Things to do:
(a) Retype the stretch from "What are the" through "suppressPackageStartupMessages(library(Seurat))" in the scRNA-seq quality control lesson.
(b) Using the scRNA-seq quality control lesson, answer these questions:
(i) How much teaching time is listed?
(ii) How is the count matrix stored?
(iii) Which package is loaded right after scds?

Selected passage:
::::::::

The count matrix is stored as a sparse matrix with features in rows and cells in columns.
Quality Control of scRNA-Seq Data
Overview
Teaching: 90 min
Exercises: 30 minQuestions
How do I determine if my single cell RNA-seq experiment data is high quality?
What are the common quality control metrics that I should check in my scRNA-seq data?
Objectives
Critically examine scRNA-seq data to identify potential technical issues.
Apply filters to remove cells that are largely poor quality/dead cells.
Understand the implications of different filtering steps on the data.
suppressPackageStartupMessages(library(tidyverse))
suppressPackageStartupMessages(library(Matrix))
suppressPackageStartupMessages(library(SingleCellExperiment))
suppressPackageStartupMessages(library(scds))
suppressPackageStartupMessages(library(Seurat))

::::::::

Given records:
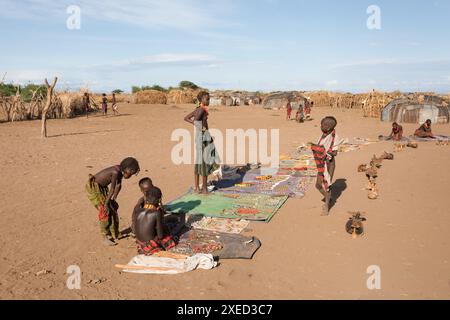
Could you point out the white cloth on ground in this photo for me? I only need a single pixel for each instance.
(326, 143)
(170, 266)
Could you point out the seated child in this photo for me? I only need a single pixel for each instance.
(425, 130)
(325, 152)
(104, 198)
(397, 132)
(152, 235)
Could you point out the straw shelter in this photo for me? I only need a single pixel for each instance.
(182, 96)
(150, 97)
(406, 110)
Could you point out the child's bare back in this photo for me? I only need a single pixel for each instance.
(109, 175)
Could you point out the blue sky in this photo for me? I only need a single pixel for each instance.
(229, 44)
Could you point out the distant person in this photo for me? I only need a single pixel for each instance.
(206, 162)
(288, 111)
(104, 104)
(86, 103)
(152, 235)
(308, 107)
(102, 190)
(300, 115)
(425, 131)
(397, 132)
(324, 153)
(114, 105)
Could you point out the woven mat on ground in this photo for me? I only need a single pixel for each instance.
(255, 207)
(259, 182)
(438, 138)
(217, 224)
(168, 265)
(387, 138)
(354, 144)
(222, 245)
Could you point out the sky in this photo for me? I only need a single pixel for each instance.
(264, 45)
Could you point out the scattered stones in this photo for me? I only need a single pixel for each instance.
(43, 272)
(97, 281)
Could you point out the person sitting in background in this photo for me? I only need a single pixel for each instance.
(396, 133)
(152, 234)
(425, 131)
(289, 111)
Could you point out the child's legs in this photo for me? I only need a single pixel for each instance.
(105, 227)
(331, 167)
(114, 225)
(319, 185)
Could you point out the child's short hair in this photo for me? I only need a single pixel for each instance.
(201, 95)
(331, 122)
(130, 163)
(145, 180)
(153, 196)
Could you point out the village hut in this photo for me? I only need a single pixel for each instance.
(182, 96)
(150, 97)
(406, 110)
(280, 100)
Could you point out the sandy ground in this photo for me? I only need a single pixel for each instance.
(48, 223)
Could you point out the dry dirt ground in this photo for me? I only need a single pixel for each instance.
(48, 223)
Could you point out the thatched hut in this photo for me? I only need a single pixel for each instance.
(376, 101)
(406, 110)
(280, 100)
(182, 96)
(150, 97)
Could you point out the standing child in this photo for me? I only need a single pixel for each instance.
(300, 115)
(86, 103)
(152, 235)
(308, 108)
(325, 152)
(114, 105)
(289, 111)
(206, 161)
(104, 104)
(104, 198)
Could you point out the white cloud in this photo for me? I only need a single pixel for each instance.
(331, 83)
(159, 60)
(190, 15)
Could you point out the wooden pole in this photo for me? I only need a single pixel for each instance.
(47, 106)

::::::::

Task answers:
(a)
What are the common quality control metrics that I should check in my scRNA-seq data?
Objectives
Critically examine scRNA-seq data to identify potential technical issues.
Apply filters to remove cells that are largely poor quality/dead cells.
Understand the implications of different filtering steps on the data.
suppressPackageStartupMessages(library(tidyverse))
suppressPackageStartupMessages(library(Matrix))
suppressPackageStartupMessages(library(SingleCellExperiment))
suppressPackageStartupMessages(library(scds))
suppressPackageStartupMessages(library(Seurat))

(b)
(i) 90 minutes.
(ii) As a sparse matrix, with features in rows and cells in columns.
(iii) Seurat.